● Task brief
Copy every line of the records below, requests included, and increase each point coordinate in the answers by 108.

● Exercise material
****************************************

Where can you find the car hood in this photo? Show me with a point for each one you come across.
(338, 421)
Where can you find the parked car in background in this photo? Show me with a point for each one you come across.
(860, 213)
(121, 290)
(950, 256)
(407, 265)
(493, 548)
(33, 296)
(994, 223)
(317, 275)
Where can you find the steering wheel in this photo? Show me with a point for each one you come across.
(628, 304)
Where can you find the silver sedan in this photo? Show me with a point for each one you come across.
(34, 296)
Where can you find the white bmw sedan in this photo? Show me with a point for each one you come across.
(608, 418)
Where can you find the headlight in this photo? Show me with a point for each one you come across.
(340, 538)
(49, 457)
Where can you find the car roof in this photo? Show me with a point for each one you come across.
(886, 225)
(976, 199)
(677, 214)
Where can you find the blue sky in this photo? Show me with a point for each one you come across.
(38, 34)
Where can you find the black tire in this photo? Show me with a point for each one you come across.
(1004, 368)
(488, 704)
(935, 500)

****************************************

● Answer below
Where can you find the car hood in this photo? Show me with a point for each one you come across.
(446, 529)
Where can you find the parked car in background in this photo? Show me with a point for each one you come across.
(968, 321)
(229, 398)
(1058, 364)
(515, 373)
(601, 656)
(141, 404)
(1102, 331)
(425, 383)
Where can you find the steering wheel in this photo? Show me with a point for each one you come across.
(736, 412)
Where can you find the silver sedan in this photo? Show me with a point for each one you come across.
(142, 404)
Where can you find the white bmw sedan in this photo? Show me with a point for each one you come across.
(716, 526)
Where can you find the headlight in this photo? Show me with a point for each one you come across.
(448, 646)
(157, 565)
Where can you find the car roof in this photo? Show me with a point for each one you come across.
(994, 333)
(1084, 307)
(785, 322)
Where can you find the blue sky in this photo? Show me with a point for each one you come across.
(146, 142)
Where can you find the black tire in this photo? Show me with a point for each one you come across.
(1112, 476)
(596, 812)
(1043, 608)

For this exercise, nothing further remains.